— START —

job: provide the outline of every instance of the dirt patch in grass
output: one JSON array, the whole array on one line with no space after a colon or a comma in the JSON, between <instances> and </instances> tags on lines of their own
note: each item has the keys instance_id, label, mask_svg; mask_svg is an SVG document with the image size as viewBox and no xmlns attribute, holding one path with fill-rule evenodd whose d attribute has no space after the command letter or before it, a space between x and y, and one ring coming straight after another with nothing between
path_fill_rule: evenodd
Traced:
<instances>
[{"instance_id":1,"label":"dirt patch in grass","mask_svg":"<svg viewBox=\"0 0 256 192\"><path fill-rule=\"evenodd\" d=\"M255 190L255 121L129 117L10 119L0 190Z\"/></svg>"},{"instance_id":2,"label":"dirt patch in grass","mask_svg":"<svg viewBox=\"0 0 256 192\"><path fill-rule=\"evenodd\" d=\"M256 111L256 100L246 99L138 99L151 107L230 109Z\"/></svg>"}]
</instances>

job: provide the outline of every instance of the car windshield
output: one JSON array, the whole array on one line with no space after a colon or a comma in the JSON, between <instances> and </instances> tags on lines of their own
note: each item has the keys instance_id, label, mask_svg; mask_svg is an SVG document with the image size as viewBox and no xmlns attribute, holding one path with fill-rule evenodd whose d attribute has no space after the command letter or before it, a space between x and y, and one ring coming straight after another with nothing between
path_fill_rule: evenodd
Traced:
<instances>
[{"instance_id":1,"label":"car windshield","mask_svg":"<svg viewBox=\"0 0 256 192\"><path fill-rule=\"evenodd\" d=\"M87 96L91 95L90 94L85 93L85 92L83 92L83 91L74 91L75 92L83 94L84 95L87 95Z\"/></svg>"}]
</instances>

— END —
— START —

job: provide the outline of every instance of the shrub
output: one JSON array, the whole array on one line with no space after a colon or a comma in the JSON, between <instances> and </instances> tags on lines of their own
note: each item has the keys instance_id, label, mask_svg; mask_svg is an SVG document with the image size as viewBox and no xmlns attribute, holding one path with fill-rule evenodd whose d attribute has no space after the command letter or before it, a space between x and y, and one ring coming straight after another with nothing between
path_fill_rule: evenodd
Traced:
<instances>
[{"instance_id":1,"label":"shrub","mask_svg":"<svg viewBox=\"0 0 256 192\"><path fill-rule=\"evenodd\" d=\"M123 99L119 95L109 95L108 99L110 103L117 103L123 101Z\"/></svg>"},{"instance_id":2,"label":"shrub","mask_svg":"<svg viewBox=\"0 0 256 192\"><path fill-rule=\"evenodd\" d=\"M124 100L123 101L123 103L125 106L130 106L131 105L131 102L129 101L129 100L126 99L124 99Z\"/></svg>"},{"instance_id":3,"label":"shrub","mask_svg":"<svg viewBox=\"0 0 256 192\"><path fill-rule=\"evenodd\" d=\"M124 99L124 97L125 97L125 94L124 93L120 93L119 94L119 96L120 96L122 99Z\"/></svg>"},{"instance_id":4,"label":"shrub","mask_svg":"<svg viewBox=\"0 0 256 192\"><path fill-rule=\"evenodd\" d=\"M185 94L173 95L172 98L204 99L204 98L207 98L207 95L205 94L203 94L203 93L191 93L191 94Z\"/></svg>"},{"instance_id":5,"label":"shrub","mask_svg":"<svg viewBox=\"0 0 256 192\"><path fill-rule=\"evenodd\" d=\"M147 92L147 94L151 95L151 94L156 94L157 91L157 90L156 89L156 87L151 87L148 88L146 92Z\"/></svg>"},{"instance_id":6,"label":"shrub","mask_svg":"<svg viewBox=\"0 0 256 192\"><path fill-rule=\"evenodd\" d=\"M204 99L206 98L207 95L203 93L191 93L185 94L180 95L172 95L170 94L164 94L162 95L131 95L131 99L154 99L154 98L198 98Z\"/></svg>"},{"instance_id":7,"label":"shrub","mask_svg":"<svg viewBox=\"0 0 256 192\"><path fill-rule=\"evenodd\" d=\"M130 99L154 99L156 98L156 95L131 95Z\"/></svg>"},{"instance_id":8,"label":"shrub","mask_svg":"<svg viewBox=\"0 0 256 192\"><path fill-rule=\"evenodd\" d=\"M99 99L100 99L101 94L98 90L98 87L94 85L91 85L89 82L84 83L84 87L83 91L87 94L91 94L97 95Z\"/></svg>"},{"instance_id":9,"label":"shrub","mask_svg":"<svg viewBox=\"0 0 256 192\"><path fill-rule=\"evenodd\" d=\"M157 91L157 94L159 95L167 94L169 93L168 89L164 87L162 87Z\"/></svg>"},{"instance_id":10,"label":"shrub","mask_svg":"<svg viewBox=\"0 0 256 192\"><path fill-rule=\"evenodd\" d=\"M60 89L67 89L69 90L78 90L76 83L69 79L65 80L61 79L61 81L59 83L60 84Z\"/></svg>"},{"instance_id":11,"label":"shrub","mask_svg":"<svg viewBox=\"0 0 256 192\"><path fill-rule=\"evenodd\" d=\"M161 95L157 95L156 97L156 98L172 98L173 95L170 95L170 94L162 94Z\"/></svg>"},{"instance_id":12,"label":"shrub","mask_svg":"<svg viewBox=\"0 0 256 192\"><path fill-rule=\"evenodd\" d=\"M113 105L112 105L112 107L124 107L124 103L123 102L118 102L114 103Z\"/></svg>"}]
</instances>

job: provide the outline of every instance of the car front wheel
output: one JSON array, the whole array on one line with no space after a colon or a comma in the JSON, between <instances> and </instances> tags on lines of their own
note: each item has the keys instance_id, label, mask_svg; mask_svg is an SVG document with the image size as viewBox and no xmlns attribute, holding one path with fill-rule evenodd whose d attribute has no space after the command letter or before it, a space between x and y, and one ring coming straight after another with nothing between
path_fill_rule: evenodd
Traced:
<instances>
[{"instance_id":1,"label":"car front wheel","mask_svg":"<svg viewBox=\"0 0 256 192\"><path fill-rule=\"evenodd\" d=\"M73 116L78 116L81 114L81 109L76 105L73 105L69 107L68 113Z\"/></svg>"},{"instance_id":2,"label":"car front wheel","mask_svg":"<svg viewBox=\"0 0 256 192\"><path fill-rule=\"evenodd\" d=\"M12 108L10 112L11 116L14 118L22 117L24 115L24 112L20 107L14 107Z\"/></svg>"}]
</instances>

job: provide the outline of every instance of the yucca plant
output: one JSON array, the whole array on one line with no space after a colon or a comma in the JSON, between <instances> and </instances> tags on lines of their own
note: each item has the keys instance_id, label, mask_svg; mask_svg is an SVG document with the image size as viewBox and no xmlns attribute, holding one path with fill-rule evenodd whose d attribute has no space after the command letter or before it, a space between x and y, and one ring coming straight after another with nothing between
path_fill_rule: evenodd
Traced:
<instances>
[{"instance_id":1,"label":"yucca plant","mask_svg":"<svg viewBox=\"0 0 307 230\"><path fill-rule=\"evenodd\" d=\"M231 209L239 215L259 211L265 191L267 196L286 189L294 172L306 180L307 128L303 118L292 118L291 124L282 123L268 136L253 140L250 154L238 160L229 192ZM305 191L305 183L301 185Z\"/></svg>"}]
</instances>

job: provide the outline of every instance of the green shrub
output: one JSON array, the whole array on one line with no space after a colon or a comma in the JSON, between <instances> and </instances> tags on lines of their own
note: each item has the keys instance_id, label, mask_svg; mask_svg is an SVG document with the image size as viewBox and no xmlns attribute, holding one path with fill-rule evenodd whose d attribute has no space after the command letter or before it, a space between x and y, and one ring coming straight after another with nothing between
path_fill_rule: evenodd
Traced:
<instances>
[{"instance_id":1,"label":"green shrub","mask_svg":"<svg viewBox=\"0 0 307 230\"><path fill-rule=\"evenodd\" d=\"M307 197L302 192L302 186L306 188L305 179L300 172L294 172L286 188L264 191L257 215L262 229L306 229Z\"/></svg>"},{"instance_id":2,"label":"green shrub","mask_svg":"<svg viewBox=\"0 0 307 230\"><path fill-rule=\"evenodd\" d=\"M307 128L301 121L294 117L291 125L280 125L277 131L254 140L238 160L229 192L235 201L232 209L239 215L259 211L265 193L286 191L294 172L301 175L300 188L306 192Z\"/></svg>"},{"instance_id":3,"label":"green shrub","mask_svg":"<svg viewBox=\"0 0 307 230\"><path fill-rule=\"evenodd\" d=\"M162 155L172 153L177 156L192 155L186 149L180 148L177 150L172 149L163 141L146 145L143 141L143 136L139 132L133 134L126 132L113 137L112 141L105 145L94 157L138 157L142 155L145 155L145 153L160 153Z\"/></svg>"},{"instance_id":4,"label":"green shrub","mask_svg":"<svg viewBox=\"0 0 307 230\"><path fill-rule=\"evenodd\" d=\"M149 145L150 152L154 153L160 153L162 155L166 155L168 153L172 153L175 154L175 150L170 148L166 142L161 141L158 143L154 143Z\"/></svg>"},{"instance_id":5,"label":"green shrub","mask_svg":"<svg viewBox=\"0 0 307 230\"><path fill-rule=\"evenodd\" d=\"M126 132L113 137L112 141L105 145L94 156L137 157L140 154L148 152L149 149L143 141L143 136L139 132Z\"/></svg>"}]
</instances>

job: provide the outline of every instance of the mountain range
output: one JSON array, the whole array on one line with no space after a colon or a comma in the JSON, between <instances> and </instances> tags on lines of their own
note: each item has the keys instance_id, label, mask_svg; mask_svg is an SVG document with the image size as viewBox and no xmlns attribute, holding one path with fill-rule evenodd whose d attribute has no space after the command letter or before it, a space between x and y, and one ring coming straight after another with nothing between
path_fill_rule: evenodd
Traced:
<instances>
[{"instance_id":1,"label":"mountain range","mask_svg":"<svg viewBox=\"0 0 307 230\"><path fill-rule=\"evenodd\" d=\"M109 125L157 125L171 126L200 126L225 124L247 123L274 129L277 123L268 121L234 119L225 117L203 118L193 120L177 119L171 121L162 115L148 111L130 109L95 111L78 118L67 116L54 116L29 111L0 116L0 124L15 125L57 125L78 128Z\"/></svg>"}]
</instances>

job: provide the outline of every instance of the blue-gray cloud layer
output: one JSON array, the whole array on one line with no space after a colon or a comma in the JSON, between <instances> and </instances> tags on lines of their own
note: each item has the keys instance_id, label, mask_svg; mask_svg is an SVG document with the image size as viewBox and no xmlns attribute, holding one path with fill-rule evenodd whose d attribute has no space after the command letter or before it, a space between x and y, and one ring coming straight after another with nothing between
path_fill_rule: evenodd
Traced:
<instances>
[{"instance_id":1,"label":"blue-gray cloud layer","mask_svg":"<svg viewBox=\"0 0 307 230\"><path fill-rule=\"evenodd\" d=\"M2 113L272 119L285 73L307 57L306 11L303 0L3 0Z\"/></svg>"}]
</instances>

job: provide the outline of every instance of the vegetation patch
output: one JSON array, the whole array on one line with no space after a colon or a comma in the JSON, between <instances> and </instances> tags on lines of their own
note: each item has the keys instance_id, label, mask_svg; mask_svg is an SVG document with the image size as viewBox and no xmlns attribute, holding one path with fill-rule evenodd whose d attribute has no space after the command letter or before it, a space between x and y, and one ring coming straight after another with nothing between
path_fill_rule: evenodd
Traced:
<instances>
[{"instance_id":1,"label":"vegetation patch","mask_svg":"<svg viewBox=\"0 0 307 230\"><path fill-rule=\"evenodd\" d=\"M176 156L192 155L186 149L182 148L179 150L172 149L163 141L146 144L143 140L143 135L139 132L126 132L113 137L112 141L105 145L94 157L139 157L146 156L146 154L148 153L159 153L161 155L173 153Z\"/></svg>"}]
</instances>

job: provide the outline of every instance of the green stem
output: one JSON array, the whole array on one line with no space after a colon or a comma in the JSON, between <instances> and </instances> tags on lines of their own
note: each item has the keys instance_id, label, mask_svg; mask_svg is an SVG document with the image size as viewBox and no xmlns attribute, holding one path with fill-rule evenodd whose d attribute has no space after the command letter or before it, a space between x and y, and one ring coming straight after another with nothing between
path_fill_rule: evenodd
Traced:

— END —

=== Task brief ===
Filter the entries above down to every line containing the string "gray", keeping each line unchanged; matching is case-sensitive.

=== Solution for this exercise ===
job: provide the outline of every instance of the blue-gray cloud layer
[{"instance_id":1,"label":"blue-gray cloud layer","mask_svg":"<svg viewBox=\"0 0 307 230\"><path fill-rule=\"evenodd\" d=\"M2 113L272 119L285 73L307 57L306 11L303 0L3 0Z\"/></svg>"}]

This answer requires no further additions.